Reproduce the data that follows precisely.

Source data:
——

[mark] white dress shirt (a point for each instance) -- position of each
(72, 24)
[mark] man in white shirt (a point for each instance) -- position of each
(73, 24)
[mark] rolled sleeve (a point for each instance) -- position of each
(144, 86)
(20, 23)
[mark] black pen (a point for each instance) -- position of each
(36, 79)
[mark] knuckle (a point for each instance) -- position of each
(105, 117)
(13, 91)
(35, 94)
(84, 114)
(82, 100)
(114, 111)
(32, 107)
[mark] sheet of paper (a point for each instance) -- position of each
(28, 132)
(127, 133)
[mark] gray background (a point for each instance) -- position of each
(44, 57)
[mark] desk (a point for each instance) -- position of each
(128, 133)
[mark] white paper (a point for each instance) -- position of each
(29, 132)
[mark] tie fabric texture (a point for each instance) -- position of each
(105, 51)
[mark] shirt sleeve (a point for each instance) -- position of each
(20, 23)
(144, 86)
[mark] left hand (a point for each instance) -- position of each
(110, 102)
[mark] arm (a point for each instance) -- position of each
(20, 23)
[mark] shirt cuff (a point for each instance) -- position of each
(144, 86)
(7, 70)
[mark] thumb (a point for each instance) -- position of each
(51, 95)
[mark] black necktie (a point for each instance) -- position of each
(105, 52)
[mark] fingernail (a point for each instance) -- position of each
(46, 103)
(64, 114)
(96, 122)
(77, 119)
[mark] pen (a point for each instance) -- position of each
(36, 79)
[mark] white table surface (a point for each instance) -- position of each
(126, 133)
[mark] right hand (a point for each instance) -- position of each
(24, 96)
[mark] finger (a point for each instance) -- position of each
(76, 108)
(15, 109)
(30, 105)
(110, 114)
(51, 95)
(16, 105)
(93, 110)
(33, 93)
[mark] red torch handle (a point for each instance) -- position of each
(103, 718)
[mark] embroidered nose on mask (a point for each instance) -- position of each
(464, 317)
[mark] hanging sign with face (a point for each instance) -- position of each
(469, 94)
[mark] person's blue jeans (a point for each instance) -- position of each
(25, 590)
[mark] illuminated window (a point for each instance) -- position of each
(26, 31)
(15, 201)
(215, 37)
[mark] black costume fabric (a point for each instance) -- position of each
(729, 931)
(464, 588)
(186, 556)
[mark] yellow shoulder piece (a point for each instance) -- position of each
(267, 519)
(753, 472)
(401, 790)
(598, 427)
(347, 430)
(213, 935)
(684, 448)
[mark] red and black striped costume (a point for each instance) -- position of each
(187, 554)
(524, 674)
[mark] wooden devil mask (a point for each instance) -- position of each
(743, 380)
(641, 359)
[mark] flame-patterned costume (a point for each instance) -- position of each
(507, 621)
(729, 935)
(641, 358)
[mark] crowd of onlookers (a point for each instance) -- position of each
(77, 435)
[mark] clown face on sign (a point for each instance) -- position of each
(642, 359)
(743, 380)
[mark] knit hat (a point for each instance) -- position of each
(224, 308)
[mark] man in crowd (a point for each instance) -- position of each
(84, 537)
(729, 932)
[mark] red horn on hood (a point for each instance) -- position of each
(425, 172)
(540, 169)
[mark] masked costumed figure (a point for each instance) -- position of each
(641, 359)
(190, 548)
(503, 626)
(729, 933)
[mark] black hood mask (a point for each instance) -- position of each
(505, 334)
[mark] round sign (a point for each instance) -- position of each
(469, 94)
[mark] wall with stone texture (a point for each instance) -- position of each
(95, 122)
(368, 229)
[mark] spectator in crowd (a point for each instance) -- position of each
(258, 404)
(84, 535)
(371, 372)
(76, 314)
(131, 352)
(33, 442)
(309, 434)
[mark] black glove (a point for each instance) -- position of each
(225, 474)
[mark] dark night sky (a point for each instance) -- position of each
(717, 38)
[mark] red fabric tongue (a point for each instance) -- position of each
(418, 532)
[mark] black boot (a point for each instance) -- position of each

——

_WRITTEN RESPONSE_.
[mark] white dress shirt (a point for each instance) -- position of each
(72, 24)
[mark] man in white shirt (a point for each instance) -- position of each
(73, 24)
[mark] rolled sleeve (a point for each instance) -- position of each
(144, 86)
(20, 23)
[mark] black pen (a point for each instance) -- position of each
(36, 79)
[mark] knuckle (a point for each instance) -- position of each
(105, 117)
(13, 91)
(35, 94)
(84, 114)
(82, 100)
(114, 111)
(32, 107)
[mark] sheet of paper (a point for each instance) -- position of each
(28, 132)
(127, 133)
[mark] gray background (a point for each instance) -- position of each
(44, 57)
[mark] desk (a point for each instance) -- position of each
(128, 133)
[mark] white paper (a point for each instance) -- position of each
(29, 132)
[mark] tie fabric texture (a point for each instance) -- position of each
(105, 51)
[mark] shirt sleeve (a point for each instance) -- position of each
(20, 23)
(144, 86)
[mark] left hand (a point for each instance) -- position of each
(110, 102)
[mark] arm (a point for each instance) -- position of each
(20, 23)
[mark] shirt cuff (a point for each instance) -- position of each
(144, 86)
(7, 70)
[mark] thumb (a point for each instance) -- position of each
(51, 95)
[mark] black necktie (a point for each instance) -- position of each
(105, 52)
[mark] fingernail (a point for each instance) -- position of each
(46, 103)
(64, 114)
(96, 122)
(77, 119)
[mark] pen (a point for each instance) -- position of each
(36, 79)
[mark] white table surface (a point for each instance) -- position of each
(126, 133)
[mark] right hand (a point for each instance) -- position of each
(24, 96)
[mark] finger (a point for each instance) -- position of each
(76, 108)
(15, 109)
(30, 105)
(110, 114)
(51, 95)
(16, 105)
(93, 110)
(33, 93)
[mark] red torch handle (a point for each instance) -- position of each
(103, 718)
[mark] embroidered nose on mask (a point for each instance) -- position of each
(464, 317)
[mark] hanging sign with face (a point for each instance) -- position of each
(469, 94)
[mark] person's blue jeans (a point for each instance) -- position of each
(25, 590)
[mark] illuminated window (a point for each instance) -- position of each
(26, 31)
(15, 201)
(215, 37)
[mark] black costume fabric (a point for each instance) -- position of each
(729, 931)
(464, 588)
(186, 556)
[mark] yellow shoulder piece (a point for each instance) -- position of each
(267, 519)
(753, 472)
(401, 790)
(598, 427)
(347, 430)
(213, 935)
(684, 448)
[mark] red and black striped costume (a point for each instance) -- position of each
(187, 554)
(524, 674)
[mark] wooden devil mask (a point for each instance) -- position of each
(743, 380)
(641, 359)
[mark] flame-patterned costume (a point for each instance) -- position of each
(507, 621)
(729, 935)
(641, 358)
[mark] crowd of onlookers (a point for each instance) -- position of each
(77, 435)
[mark] clown face on sign (a point for each instance) -- position of each
(642, 359)
(743, 380)
[mark] knit hat (a point for each instance) -- position of each
(224, 308)
[mark] man in crowd (a point for each instance) -- position of each
(84, 537)
(729, 932)
[mark] red horn on hood (a point for each instance) -- position of each
(425, 172)
(540, 169)
[mark] masked costumed figure (a point for each instance) -- position of each
(641, 359)
(190, 548)
(503, 626)
(729, 933)
[mark] black hood mask (a point for each instance) -- position of each
(505, 334)
[mark] round sign (a point for each instance) -- position of each
(469, 94)
[mark] wall with stone texture (a point for each instance) -- position of each
(95, 122)
(368, 229)
[mark] spectator in crowd (a point for each instance) -- position of each
(258, 404)
(84, 535)
(371, 372)
(76, 314)
(131, 352)
(33, 442)
(309, 434)
[mark] black glove (a point for each instance) -- position of each
(225, 474)
[mark] dark night sky (a point for each instance) -- position of each
(717, 38)
[mark] red fabric tongue (a point for each instance) -- position of each
(418, 532)
[mark] black boot (a point for each instance) -- position of each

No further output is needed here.